● Short exercise
Repeat the entries with every "sparse grass" swapped for "dry grass" and all other text left as is.

********

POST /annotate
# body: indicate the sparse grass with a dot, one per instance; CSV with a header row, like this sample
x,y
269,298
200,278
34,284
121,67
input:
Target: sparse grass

********

● Output
POST /annotate
# body: indicate the dry grass with a dot, one per instance; CSV with a header row, like this sample
x,y
269,298
200,278
34,284
121,67
input:
Target: dry grass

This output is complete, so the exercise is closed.